▶
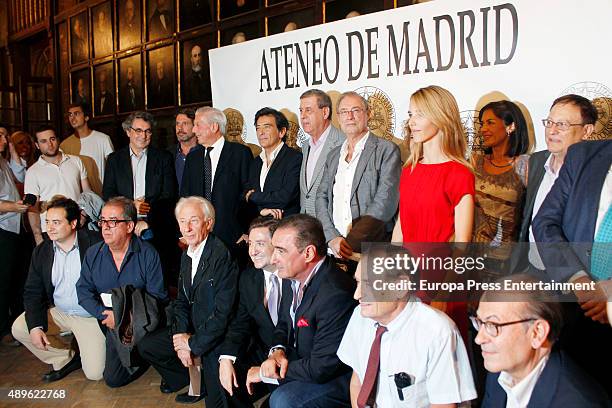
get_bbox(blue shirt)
[174,144,200,191]
[52,239,90,317]
[77,235,167,320]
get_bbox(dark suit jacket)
[510,150,551,273]
[219,267,293,363]
[23,230,102,332]
[482,349,611,408]
[97,91,115,116]
[274,257,356,384]
[181,141,252,248]
[102,145,177,233]
[533,140,612,281]
[149,9,173,40]
[248,143,302,217]
[172,234,239,357]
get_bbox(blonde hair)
[404,85,471,170]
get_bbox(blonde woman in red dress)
[392,85,475,337]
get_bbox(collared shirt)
[24,152,88,232]
[0,157,24,234]
[332,133,370,237]
[337,300,477,407]
[528,154,560,269]
[208,136,225,190]
[51,236,90,317]
[498,355,549,408]
[263,268,283,305]
[187,237,207,283]
[289,258,325,327]
[130,147,148,200]
[305,124,331,189]
[259,142,284,191]
[77,236,167,320]
[175,144,200,188]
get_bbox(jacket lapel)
[526,350,560,408]
[350,133,376,199]
[144,148,158,198]
[191,237,214,293]
[263,144,287,191]
[119,148,135,198]
[581,149,610,240]
[212,142,230,193]
[300,142,310,193]
[42,240,55,294]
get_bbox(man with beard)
[25,126,91,245]
[168,109,199,191]
[183,45,208,104]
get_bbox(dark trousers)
[139,327,229,408]
[225,347,274,408]
[103,330,150,388]
[0,228,27,337]
[559,302,612,398]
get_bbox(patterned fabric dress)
[472,154,529,276]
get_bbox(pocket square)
[297,317,309,327]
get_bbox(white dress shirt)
[305,125,331,189]
[208,136,225,190]
[187,237,207,283]
[130,147,148,200]
[332,133,370,237]
[338,300,477,407]
[259,142,284,191]
[498,355,549,408]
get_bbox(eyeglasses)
[338,108,365,117]
[97,219,131,228]
[541,119,584,131]
[470,316,536,337]
[130,127,153,136]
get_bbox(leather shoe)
[175,392,204,404]
[159,379,173,394]
[42,355,81,382]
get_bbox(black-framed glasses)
[338,107,365,117]
[541,119,584,131]
[470,315,536,337]
[130,127,153,136]
[97,219,131,228]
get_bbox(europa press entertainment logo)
[561,82,612,141]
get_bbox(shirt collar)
[259,142,284,165]
[308,124,331,149]
[543,154,559,177]
[52,234,79,254]
[209,135,225,151]
[130,147,148,159]
[498,354,550,406]
[340,132,369,157]
[367,297,418,333]
[177,143,199,157]
[187,237,207,260]
[38,151,69,166]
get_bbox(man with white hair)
[139,196,239,406]
[181,107,252,256]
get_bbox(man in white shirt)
[475,275,610,407]
[25,125,91,245]
[338,261,476,408]
[316,92,401,261]
[298,89,345,216]
[61,103,114,195]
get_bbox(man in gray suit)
[513,94,597,273]
[299,89,345,216]
[316,91,401,260]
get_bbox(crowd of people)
[0,85,610,407]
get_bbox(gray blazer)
[300,125,345,216]
[316,132,401,242]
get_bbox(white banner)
[210,0,612,153]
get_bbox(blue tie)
[591,204,612,281]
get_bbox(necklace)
[486,156,514,168]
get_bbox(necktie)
[267,274,280,325]
[203,146,214,201]
[357,325,388,408]
[591,204,612,281]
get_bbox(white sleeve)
[336,307,362,376]
[103,134,114,157]
[23,168,39,196]
[76,156,88,179]
[425,327,477,404]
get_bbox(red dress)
[399,161,475,338]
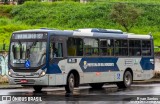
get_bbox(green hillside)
[95,0,160,4]
[1,1,160,51]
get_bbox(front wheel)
[65,73,75,93]
[33,86,42,92]
[116,71,132,89]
◀
◆ **TASK DETAILS**
What is needed is an exact copy of every entry, with the pictures removed.

◆ **OUTPUT FOR THIS EXERCISE**
get_bbox(blue shirt)
[174,144,200,191]
[52,239,90,317]
[77,235,167,320]
get_bbox(dark suit jacket)
[510,150,551,273]
[219,267,293,363]
[23,230,102,332]
[482,349,611,408]
[97,91,115,116]
[274,257,356,384]
[181,141,252,248]
[102,145,177,233]
[533,140,612,281]
[149,9,173,40]
[248,143,302,217]
[172,234,239,357]
get_bbox(blonde hair)
[404,85,471,170]
get_bbox(blonde woman in red dress)
[392,85,475,337]
get_bbox(collared shirt)
[24,152,88,232]
[0,157,24,234]
[332,133,370,237]
[337,300,477,407]
[528,154,560,269]
[208,136,225,190]
[51,236,90,317]
[498,355,549,408]
[263,268,283,305]
[187,237,207,283]
[289,258,325,327]
[130,147,148,200]
[305,124,331,189]
[259,142,284,191]
[77,236,167,320]
[175,144,200,188]
get_bbox(jacket lapel)
[526,350,560,408]
[350,133,376,199]
[144,148,158,198]
[191,237,214,293]
[263,144,287,191]
[119,148,135,198]
[581,149,610,240]
[212,142,230,193]
[300,142,310,193]
[42,240,55,294]
get_bbox(man with beard)
[25,126,91,245]
[168,109,199,191]
[183,45,208,104]
get_bbox(dark trousers)
[139,327,229,408]
[225,347,274,408]
[103,330,150,388]
[0,228,27,337]
[559,302,612,398]
get_bbox(patterned fabric dress)
[472,154,529,276]
get_bbox(pocket square)
[297,317,309,327]
get_bbox(white dress shirt)
[305,125,331,189]
[208,136,225,190]
[187,237,207,283]
[130,147,148,200]
[332,133,370,237]
[338,300,477,407]
[259,142,284,191]
[498,355,549,408]
get_bbox(eyeglasses)
[338,108,365,117]
[97,219,131,228]
[541,119,584,131]
[470,316,536,337]
[130,127,153,136]
get_bbox(leather shoe)
[175,392,204,404]
[159,379,173,394]
[42,355,81,382]
get_bbox(black-framed glasses)
[338,107,365,117]
[541,119,584,131]
[470,315,536,337]
[130,127,153,136]
[97,219,131,228]
get_bbox(europa press entertainment logo)
[561,82,612,141]
get_bbox(shirt collar)
[259,142,284,165]
[308,124,331,149]
[543,154,559,177]
[52,234,79,254]
[209,135,225,151]
[130,147,148,159]
[498,354,550,406]
[340,132,369,157]
[367,297,418,333]
[177,143,199,157]
[187,237,207,260]
[38,151,69,166]
get_bbox(man with white hair)
[139,196,239,406]
[181,107,252,256]
get_bbox(man in white shirt)
[475,275,610,407]
[25,125,91,245]
[338,261,476,408]
[316,92,401,261]
[298,89,345,216]
[61,103,114,195]
get_bbox(man in gray suit)
[513,94,597,273]
[299,89,345,216]
[316,91,401,260]
get_bbox(crowd of people)
[0,85,610,407]
get_bbox(gray blazer)
[300,125,345,216]
[316,132,401,242]
get_bbox(white banner)
[210,0,612,153]
get_bbox(blue tie)
[591,204,612,281]
get_bbox(necklace)
[486,156,514,168]
get_bbox(necktie)
[267,274,280,325]
[203,146,214,201]
[357,325,388,408]
[591,204,612,281]
get_bbox(white sleeve)
[336,307,362,376]
[103,134,114,157]
[23,168,39,196]
[76,156,88,179]
[425,327,477,404]
get_bbox(red dress)
[399,161,475,338]
get_bbox(green hillside)
[95,0,160,4]
[1,1,160,51]
get_bbox(front wheel)
[65,73,75,93]
[33,86,42,92]
[116,71,132,89]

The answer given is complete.